**** Pagina

Op of in deze gronden mogen geen gebouwen en overkappingen worden gebouwd.

3.2.2 Overige bouwwerken, geen gebouwen en overkappingen zijnde

Voor het bouwen van overige bouwwerken, geen gebouwen en overkappingen zijnde, geldt de volgende regel:

  • de bouwhoogte van overige bouwwerken, geen gebouwen en overkappingen zijnde, zal ten hoogste 2,00 m bedragen.
3.3 Specifieke gebruiksregels

Tot een strijdig gebruik van gronden en bouwwerken met deze bestemming wordt in ieder geval gerekend het verwijderen, vernielen en/of aantasten van de waardevolle erfbeplanting anders dan ten behoeve van het normale onderhoud.

********

• _Vereiste handelingen_:
A – Haal uit de records elke regel waarin het woord "mirror" voorkomt, en neem die regels ongewijzigd over.
B – Geef het vervolg van de tekst hierboven over bouw- en gebruiksregels, aansluitend op de laatste zin.

**** Verstrekte gegevens

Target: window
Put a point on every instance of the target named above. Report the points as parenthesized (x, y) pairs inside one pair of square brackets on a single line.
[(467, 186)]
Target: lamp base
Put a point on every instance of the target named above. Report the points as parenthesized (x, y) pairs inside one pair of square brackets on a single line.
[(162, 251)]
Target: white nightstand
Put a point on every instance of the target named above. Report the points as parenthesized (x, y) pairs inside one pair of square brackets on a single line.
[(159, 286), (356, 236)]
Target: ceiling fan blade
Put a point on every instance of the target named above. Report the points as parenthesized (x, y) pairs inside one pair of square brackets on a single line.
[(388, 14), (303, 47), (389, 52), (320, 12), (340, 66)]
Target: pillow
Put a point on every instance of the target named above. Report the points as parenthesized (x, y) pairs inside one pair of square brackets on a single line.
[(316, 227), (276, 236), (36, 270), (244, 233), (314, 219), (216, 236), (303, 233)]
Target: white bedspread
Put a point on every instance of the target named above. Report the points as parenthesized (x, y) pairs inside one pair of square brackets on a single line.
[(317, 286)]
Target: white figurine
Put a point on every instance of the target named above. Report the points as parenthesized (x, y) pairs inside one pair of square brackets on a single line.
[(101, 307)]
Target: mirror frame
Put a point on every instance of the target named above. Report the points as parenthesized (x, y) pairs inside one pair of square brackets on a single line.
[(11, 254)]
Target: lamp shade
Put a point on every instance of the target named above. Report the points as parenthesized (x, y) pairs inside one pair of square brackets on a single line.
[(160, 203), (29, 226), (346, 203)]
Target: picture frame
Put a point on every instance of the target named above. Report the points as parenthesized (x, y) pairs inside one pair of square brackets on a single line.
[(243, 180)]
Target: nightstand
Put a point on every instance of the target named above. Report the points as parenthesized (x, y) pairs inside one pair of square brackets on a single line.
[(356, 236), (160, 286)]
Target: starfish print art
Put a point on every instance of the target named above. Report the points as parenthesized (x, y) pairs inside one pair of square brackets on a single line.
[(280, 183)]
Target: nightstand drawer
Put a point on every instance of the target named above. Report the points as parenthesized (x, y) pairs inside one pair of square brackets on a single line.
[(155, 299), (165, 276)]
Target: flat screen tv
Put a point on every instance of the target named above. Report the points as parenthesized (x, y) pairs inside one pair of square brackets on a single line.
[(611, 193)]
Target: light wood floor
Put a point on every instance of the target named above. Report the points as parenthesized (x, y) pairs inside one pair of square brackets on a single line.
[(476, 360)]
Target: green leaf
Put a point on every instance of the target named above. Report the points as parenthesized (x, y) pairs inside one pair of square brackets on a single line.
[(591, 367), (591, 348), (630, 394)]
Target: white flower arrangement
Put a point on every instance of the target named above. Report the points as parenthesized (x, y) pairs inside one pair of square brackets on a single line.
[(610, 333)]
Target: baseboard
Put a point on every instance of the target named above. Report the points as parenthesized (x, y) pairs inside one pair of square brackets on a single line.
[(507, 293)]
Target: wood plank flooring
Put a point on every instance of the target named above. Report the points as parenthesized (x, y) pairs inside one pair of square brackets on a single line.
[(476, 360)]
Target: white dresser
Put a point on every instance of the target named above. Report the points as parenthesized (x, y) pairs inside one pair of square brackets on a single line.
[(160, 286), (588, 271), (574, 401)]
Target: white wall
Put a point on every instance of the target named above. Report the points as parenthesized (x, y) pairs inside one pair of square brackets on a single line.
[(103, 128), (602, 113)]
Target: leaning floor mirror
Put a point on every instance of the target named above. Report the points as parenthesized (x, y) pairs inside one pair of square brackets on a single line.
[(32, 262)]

********

• _Schriftelijke antwoorden_:
A –
Target: mirror frame
Target: leaning floor mirror

B –
3.4 Wijzigingsbevoegdheid

3.4.1 Wijzigen verwijderen waardevolle erfbeplanting

Burgemeester en Wethouders kunnen het plan wijzigen in die zin dat de bestemming Groen - Waardevolle erfbeplanting al dan niet deels wordt gewijzigd in de bestemming 'Agrarisch', 'Agrarisch - Glastuinbouw', 'Agrarisch - Paardenhouderij', 'Bedrijf', 'Bedrijf - Loonbedrijf', 'Recreatie - Verblijfsrecreatieve gebouwen', 'Verkeer', 'Water' en 'Wonen' van het Bestemmingsplan Bûtengebiet Dongeradeel, vastgesteld 27 juni 2013, mits:

  • a. vanwege noodzakelijke ontwikkelingen en uit een inpassingsplan blijkt dat de waarden van de erfbeplanting niet langer gehandhaafd kunnen blijven;
  • b. na toepassing van deze wijzigingsbevoegdheid respectievelijk de regels van de artikelen 3, 4, 5, 6, 10, 26, 29, 34 of 32 van het Bestemmingsplan Bûtengebiet Dongeradeel van overeenkomstige toepassing zijn.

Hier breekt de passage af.